提供文本
----

以銅基金屬有機骨架於分散式固相萃取結合高效液相層析串聯質譜儀分析胺基酸之研究

Abstract

胺基酸廣泛參與生物體內之蛋白質合成、能量代謝及訊息傳遞等生命活動，並在醫學診斷、營養評估、食品品質控管及環境監測中扮演關鍵角色。然而，複雜樣品基質中含有的干擾物質常導致胺基酸分析面臨高背景雜訊、離子抑制及偵測靈敏度不足等問題。為克服上述挑戰，本研究合成一種陰離子銅基金屬有機骨架材料 (Cu-PyC NH4+ MOF)，其負電荷骨架源自雙去質子化之吡唑-4-羧酸酯配體，並由 NH4+陽離子平衡，應用於分散式固相萃取 (dSPE) 以陽離子交換機制選擇性吸附胺基酸，其中胺基酸的質子化銨基團 (-NH3+) 取代 NH4+ 離子。此 MOF 具備高比表面積、規則微孔結構與含氮/含氧官能基團，可與胺基酸形成氫鍵與靜電作用，提供良好的萃取選擇性與效率。實驗中進行萃取與洗脫條件之系統性優化，達成多數分析物回收率超過 80% 並具可接受的重現性，並將所得萃取液以高效液相層析串聯質譜儀 (HPLC-MS/MS) 進行分析，搭配醯胺管柱進行非衍生化分離。應用於即溶咖啡樣品，該方法展現足夠的靈敏度以偵測複雜基質中的微量胺基酸。本研究所建立之陰離子 Cu-MOF/dSPE 結合 LC-MS/MS 方法，提供一選擇性高、快速且環保的胺基酸分析平台，具應用於食品、醫療與環境等領域的實用潛力。

----

提供資料

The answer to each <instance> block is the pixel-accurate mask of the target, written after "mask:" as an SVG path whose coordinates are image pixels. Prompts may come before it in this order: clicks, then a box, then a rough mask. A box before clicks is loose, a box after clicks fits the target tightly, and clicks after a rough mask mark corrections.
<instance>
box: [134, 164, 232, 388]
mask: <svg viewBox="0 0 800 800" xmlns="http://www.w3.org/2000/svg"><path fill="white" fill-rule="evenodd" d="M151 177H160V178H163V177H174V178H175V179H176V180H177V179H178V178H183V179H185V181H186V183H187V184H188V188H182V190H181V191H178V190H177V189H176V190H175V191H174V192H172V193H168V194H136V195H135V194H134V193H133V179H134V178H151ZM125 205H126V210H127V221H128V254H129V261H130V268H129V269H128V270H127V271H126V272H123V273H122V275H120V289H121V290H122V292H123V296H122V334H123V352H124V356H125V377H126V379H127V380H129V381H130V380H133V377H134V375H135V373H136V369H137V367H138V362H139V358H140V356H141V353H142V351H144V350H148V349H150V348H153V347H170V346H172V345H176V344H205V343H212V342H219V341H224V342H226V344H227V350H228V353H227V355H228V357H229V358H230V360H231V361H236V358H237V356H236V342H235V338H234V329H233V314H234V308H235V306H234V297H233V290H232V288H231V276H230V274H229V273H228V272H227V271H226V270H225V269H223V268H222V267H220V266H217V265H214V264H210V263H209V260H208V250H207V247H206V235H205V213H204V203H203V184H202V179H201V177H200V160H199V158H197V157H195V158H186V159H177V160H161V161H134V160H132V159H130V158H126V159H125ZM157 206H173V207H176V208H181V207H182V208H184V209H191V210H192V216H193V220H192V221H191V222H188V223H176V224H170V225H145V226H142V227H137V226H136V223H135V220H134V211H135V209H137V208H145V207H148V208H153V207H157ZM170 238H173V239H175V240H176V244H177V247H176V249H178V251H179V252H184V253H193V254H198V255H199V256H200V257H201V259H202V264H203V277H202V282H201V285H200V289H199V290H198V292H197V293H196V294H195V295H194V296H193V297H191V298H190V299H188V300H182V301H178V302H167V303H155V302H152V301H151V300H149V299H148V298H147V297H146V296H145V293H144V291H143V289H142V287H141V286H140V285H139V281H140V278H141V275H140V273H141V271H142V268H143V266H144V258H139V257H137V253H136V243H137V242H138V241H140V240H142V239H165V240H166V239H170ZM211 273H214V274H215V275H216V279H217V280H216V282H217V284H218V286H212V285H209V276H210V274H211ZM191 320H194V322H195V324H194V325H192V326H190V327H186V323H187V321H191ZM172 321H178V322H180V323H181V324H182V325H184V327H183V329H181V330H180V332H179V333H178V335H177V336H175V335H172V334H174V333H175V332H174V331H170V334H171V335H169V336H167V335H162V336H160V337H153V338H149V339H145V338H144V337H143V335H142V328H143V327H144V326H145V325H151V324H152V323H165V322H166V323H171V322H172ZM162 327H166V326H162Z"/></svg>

----

任務說明 1
依照這篇銅基金屬有機骨架摘要，研究把這套方法用在哪一種實際樣品上？
任務說明 2
這篇銅基金屬有機骨架摘要提到，複雜樣品基質中的干擾物質會讓胺基酸分析遇到哪些問題？請全部列出。

參考答案 1
即溶咖啡樣品。

參考答案 2
高背景雜訊、離子抑制、偵測靈敏度不足。